[Data entries]
BEGIN
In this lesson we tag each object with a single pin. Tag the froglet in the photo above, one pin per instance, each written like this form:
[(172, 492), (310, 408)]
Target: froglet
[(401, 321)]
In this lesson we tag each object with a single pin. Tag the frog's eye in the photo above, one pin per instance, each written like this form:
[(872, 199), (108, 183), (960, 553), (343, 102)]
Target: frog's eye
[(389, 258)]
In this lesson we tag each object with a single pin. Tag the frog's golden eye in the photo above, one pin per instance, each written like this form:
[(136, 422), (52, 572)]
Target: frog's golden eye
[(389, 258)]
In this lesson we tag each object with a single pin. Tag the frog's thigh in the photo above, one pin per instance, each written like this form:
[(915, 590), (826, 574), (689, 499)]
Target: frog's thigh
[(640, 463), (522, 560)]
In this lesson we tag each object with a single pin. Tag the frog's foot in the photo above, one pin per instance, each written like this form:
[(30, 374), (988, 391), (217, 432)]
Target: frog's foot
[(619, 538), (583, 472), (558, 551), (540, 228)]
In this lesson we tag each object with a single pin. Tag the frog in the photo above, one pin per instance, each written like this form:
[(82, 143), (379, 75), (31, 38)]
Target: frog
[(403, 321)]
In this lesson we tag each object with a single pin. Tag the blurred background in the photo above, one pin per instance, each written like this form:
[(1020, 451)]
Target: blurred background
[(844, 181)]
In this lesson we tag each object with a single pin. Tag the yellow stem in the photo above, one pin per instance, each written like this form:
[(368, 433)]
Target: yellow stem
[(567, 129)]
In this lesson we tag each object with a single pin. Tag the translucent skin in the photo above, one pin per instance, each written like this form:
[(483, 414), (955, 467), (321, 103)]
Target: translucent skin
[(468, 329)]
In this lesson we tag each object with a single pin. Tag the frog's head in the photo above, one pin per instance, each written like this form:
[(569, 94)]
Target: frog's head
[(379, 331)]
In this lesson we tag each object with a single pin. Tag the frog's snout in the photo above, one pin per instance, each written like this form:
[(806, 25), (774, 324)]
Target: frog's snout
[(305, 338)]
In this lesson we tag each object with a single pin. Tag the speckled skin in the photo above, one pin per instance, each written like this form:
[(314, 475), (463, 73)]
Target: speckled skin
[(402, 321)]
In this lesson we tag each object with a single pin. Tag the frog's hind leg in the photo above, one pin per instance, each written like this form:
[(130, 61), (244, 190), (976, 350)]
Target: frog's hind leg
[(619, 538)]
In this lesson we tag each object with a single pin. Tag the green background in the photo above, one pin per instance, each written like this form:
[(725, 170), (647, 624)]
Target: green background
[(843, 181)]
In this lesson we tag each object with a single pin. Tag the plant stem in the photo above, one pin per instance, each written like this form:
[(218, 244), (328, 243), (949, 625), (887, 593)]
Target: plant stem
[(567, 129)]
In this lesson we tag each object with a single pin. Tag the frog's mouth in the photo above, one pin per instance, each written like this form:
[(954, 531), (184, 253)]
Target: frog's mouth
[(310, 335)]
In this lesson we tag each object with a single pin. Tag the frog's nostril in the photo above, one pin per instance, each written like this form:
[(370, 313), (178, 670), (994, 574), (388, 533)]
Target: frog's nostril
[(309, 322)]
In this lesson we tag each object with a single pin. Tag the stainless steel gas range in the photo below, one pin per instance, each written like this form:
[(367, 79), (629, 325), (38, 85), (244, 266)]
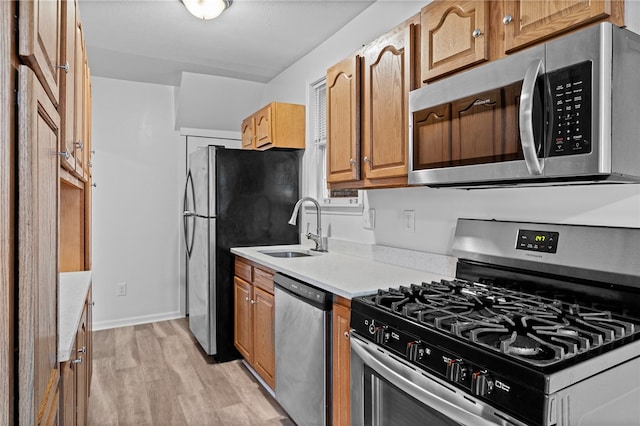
END
WHAT IS ASKED -
Please count the lines above that contain the string "plant", treating uppercase and lowercase as different, and reply with the number alone.

CORRECT RESULT -
2